→ Document segment
== Segment start ==

Jorgenson, Hans, Reminiscences and journal, [ca. 1881-1884], 82-85.
The only kind of provissions delivered us by the church was beef and flour, but it was the best they could do under the circumstances, and I for my part found no fault with it.
The company was organized on the 30th of August.
On the 31st several persons arrived from New York having been delayed on the hospital where the[y] had been treated in a harsh manner. We commenced the journey on the 31st, before leaving camp 6 persons were burried. I will not forget to mention, that the first night we stayed on Plat[te] River, it being a heavy rain, I had not bedding but lay by a bigg fire in the open air, while I was a warming on one side I got wet through on the other.
1st day we camped without water,
2 we came to a small creek in a valley. I was very sick—
3 no feed for the Oxen.
4—came to some grass, a sister from Frederitz died.
5 passed wisky job found food feed for the cattle, and good water, a man from Copenhagen died.
6 came to Sweet Water River good feed for the animals. Thunder & Lightning in the evening.
8 a child belonging to Henrik Hansen [illegible] died and a child belonging to the English saints was run over.
9-10-11 raundy [rutty] road and heavy wind.
On the 14th we arrived at Green River and camped. We were ferried over on a large ferry belonging to a Mr. Robinson from Pleasant Grove. Up to the present tine I had [illegible] sailed[.] On following Steamers and ships, slupt and boats:
Pby Steamship "Viken" to Jylland 1860.

== Segment end ==

Natural-language object grounding data:
== Segment start ==

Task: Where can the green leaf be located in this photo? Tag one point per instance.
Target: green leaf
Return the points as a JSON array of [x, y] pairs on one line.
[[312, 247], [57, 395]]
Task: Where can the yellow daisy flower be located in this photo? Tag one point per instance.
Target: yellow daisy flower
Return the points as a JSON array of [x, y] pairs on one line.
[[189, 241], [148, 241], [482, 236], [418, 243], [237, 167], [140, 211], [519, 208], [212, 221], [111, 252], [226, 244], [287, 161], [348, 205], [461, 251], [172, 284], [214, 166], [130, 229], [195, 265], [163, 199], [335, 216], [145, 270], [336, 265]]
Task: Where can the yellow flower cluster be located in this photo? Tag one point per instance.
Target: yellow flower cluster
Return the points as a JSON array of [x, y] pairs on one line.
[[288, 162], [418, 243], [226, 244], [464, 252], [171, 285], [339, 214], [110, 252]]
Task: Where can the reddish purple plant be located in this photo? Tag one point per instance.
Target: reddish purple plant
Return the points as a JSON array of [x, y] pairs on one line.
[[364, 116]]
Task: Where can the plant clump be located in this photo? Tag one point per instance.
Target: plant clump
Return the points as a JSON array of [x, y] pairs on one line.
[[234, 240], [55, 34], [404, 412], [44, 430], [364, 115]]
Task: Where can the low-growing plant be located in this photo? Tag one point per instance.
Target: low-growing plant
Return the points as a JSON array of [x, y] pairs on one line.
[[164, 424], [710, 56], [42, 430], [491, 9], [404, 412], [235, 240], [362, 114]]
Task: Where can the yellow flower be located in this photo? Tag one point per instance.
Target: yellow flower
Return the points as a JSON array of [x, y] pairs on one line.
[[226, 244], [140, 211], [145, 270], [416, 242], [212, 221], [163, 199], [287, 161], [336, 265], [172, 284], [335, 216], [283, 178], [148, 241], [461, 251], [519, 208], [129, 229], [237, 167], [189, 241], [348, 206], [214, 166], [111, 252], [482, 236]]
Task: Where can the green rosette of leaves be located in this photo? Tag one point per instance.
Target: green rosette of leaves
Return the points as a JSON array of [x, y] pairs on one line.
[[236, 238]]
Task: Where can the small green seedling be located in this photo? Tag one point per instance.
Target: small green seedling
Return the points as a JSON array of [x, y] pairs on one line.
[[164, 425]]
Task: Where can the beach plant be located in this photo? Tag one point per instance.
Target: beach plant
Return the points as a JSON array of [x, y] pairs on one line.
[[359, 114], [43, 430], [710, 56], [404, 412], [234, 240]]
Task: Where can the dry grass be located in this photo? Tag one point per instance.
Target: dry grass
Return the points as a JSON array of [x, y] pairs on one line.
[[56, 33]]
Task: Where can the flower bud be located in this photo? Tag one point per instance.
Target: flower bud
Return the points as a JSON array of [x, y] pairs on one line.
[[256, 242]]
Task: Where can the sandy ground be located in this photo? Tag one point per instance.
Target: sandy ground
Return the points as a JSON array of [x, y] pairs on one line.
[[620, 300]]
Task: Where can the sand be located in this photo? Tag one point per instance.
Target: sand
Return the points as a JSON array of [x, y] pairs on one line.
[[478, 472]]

== Segment end ==

→ Directions
1. Copy the part of the journal excerpt starting at "On the 31st several" and ending at "for the Oxen.".
2. Answer these questions from the journal excerpt:
(a) On what date was the company organized?
(b) Where did the travelers arrive and camp on the 14th?
(c) Who owned the ferry that carried them across?

→ Answers to the exercises
1.
On the 31st several persons arrived from New York having been delayed on the hospital where the[y] had been treated in a harsh manner. We commenced the journey on the 31st, before leaving camp 6 persons were burried. I will not forget to mention, that the first night we stayed on Plat[te] River, it being a heavy rain, I had not bedding but lay by a bigg fire in the open air, while I was a warming on one side I got wet through on the other.
1st day we camped without water,
2 we came to a small creek in a valley. I was very sick—
3 no feed for the Oxen.

2.
(a) The 30th of August
(b) Green River
(c) A Mr. Robinson from Pleasant Grove